* Supplied material
......
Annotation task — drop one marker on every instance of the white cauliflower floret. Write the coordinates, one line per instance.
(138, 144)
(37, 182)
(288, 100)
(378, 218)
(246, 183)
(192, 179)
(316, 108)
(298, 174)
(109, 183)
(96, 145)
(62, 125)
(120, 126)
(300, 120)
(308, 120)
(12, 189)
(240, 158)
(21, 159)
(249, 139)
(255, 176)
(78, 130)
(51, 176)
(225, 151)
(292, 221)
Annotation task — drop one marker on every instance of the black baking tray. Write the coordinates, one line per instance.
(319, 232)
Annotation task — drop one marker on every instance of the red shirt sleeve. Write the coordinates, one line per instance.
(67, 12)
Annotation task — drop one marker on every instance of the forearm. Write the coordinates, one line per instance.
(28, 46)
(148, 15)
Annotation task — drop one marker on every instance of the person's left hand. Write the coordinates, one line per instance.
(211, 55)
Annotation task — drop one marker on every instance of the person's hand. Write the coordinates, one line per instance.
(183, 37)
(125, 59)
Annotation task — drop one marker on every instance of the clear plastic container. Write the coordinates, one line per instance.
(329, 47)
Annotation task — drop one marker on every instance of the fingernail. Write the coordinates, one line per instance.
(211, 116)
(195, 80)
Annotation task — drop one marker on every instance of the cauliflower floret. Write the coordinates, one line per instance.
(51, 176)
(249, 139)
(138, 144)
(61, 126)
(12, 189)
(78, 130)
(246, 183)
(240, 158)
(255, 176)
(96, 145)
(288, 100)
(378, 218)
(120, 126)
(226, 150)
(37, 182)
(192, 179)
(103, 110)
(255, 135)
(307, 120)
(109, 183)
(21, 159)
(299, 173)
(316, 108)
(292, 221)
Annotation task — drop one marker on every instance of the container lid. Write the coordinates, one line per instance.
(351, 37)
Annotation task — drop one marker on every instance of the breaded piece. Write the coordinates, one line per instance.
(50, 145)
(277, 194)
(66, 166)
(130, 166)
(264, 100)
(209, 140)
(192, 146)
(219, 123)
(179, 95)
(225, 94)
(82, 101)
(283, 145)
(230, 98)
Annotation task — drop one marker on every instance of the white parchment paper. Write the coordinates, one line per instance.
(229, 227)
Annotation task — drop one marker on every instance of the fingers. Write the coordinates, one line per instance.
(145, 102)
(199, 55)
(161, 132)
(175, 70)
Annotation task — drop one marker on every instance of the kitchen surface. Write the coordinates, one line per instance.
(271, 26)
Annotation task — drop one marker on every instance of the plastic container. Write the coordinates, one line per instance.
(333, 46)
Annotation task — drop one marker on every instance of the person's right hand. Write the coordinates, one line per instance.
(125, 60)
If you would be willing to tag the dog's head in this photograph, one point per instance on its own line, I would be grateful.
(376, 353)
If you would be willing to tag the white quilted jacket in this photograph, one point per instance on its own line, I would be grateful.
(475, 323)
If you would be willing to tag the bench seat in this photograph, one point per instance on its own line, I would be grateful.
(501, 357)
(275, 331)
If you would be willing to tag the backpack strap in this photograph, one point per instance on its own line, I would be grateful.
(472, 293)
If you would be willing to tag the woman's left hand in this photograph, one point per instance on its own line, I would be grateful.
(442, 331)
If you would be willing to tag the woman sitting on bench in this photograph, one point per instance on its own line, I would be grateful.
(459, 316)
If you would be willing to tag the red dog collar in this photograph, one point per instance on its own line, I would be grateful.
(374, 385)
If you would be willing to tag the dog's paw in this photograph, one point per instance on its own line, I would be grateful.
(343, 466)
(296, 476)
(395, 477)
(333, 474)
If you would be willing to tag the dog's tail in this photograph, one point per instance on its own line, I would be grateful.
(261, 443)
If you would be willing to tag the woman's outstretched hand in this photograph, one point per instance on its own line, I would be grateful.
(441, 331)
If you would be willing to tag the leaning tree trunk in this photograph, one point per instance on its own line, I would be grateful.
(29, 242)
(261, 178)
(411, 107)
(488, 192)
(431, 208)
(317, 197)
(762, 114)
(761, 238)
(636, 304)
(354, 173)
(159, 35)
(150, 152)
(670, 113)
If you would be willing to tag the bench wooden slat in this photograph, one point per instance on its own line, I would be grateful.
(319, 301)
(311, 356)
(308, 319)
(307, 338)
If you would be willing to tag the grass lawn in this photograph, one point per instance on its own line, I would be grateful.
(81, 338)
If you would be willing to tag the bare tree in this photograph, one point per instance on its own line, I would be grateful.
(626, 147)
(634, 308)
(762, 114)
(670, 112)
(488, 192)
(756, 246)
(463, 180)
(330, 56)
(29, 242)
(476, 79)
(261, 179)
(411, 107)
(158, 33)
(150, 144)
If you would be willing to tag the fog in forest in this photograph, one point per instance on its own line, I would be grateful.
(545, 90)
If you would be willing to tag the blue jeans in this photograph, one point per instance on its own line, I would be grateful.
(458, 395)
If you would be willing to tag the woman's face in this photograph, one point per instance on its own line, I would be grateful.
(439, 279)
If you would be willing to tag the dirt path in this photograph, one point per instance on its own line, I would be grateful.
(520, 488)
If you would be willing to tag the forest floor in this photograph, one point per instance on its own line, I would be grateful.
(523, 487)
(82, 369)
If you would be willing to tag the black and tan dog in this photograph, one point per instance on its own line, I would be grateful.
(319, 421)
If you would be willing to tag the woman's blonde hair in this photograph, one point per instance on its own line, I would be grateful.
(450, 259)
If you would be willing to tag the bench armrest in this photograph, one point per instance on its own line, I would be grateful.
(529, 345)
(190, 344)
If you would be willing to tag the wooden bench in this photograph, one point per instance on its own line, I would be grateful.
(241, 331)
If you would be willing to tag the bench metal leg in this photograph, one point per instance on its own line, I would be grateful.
......
* The request
In the items above, change each "instance" to "occurrence" and leave everything else as it is.

* Finished exercise
Annotation task — drop one marker on every occurrence of the white cauliflower floret. Write the coordinates, one line per occurrence.
(138, 144)
(37, 182)
(288, 100)
(378, 218)
(246, 183)
(192, 179)
(316, 108)
(298, 174)
(109, 183)
(96, 145)
(62, 125)
(120, 126)
(300, 120)
(308, 120)
(12, 189)
(240, 158)
(21, 159)
(249, 139)
(255, 176)
(78, 130)
(51, 176)
(225, 151)
(292, 221)
Annotation task — drop one marker on every occurrence of the black baking tray. Write the coordinates, one line per occurrence.
(319, 232)
Annotation task — drop one marker on every occurrence of the red shirt sleeve. Write the coordinates, one line per occurrence.
(67, 12)
Annotation task — drop one marker on every occurrence of the forearm. Write the coordinates, one line per occurrence.
(28, 46)
(148, 15)
Annotation task — drop one marker on every occurrence of the person's left hand. Write the coordinates, one line per occurrence.
(211, 55)
Annotation task — drop one marker on every occurrence of the person's hand. Write the coordinates, one line per occurrence.
(183, 37)
(125, 59)
Annotation task — drop one marker on every occurrence of the clear plastic container. Write the coordinates, one line per occurrence.
(329, 47)
Annotation task — drop one marker on every occurrence of the fingernail. Write the coordinates, one line per occurrence.
(211, 116)
(195, 80)
Annotation task — drop one marker on every occurrence of the cauliflower floret. Write the coordinates, one line per occurrence.
(51, 176)
(249, 139)
(138, 144)
(61, 126)
(12, 189)
(78, 130)
(246, 183)
(240, 158)
(255, 176)
(96, 145)
(288, 100)
(378, 218)
(120, 126)
(226, 150)
(37, 182)
(192, 179)
(103, 110)
(255, 135)
(307, 120)
(109, 183)
(21, 159)
(299, 173)
(316, 108)
(292, 221)
Annotation task — drop one marker on every occurrence of the container lid. Write the coordinates, one line per occurrence.
(351, 37)
Annotation task — drop one marker on every occurrence of the breaded piece. Write the coordinates, one line per occurrence.
(50, 145)
(277, 194)
(66, 166)
(130, 166)
(264, 100)
(209, 140)
(192, 146)
(219, 123)
(179, 95)
(225, 94)
(82, 101)
(283, 145)
(230, 98)
Annotation task — drop one marker on every occurrence of the white parchment paper. Write the coordinates, one line per occurrence.
(229, 227)
Annotation task — drop one marker on every occurrence of the fingers. Write the coordinates, one line per occurrence.
(145, 102)
(199, 55)
(161, 132)
(175, 70)
Annotation task — drop one marker on every occurrence of the kitchen surface. Write the coordinates, one line per occurrence.
(271, 26)
Annotation task — drop one marker on every occurrence of the plastic container. Write the coordinates, one line per occurrence.
(333, 46)
Annotation task — drop one marker on every occurrence of the person's right hand. Write the coordinates, one line per occurrence.
(125, 60)
If you would be willing to tag the dog's head in this photograph, one point per occurrence on its own line, I would be grateful.
(376, 353)
If you would be willing to tag the white quilted jacket in this photograph, one point per occurrence on its own line, I would be grateful.
(475, 323)
If you would be willing to tag the bench seat in this photograph, one point per occurrence on its own line, I would be grateful.
(501, 357)
(275, 331)
If you would be willing to tag the backpack strap in this photograph, one point per occurrence on its own line, I would be grateful.
(472, 293)
If you would be willing to tag the woman's left hand in this photograph, one point per occurrence on its own line, I would be grateful.
(442, 331)
If you would be willing to tag the woman sitting on bench in this photograph, one point per occurrence on its own line, I would be grateful.
(459, 316)
If you would be willing to tag the red dog collar in this photograph, one point per occurrence on its own line, I would be grateful.
(374, 385)
If you would be willing to tag the dog's paw in this photograph, one point per occurrence on its own line, I would be grateful.
(343, 466)
(296, 476)
(395, 477)
(333, 474)
If you would be willing to tag the dog's tail in this photograph, one point per occurrence on its own line, I would be grateful.
(261, 443)
If you would be willing to tag the woman's outstretched hand in this photograph, one point per occurrence on its own line, I would be grateful.
(441, 331)
If you would be willing to tag the leaning tree trunk in this photograph, one point per occurrence on its own line, I would be grateful.
(29, 242)
(261, 178)
(411, 107)
(488, 192)
(431, 208)
(317, 197)
(762, 114)
(761, 238)
(636, 304)
(354, 173)
(159, 35)
(150, 152)
(670, 113)
If you would be willing to tag the bench wooden slat in this photograph, one point per occurrence on its own line, I would be grateful.
(319, 301)
(311, 356)
(308, 319)
(307, 338)
If you would be willing to tag the grass lawn in this photograph, one point per occurrence on its own line, I would be grateful.
(81, 338)
If you would be willing to tag the bare tree in this photograph, one point per occurrence on its own line, I would be grateful.
(626, 147)
(634, 308)
(762, 114)
(670, 112)
(488, 192)
(756, 246)
(463, 180)
(330, 56)
(29, 242)
(476, 79)
(261, 179)
(411, 107)
(158, 33)
(150, 144)
If you would be willing to tag the fog in forest in this photograph, one point per occurrence on its own line, I would be grateful.
(545, 90)
If you would be willing to tag the blue jeans in this photograph, one point per occurrence on its own line, I would be grateful.
(458, 395)
If you would be willing to tag the woman's face in this photograph, one point per occurrence on its own line, I would be grateful.
(439, 279)
If you would be willing to tag the dirt path in this photograph, one point per occurrence on its own line, I would be grateful.
(520, 488)
If you would be willing to tag the forest floor in this photograph, one point per occurrence on its own line, I would be grateful.
(523, 487)
(82, 369)
If you would be willing to tag the black and tan dog in this photograph, one point per occurrence on its own line, I would be grateful.
(319, 421)
If you would be willing to tag the woman's blonde hair in this photograph, one point per occurrence on its own line, I would be grateful.
(450, 259)
If you would be willing to tag the bench armrest in this photograph, one point per occurrence on its own line, I would be grateful.
(529, 345)
(190, 344)
If you would be willing to tag the wooden bench in this photograph, one point per occurrence on its own line, I would be grateful.
(241, 331)
If you would be willing to tag the bench metal leg in this photograph, one point per occurrence on its own line, I would be grateful.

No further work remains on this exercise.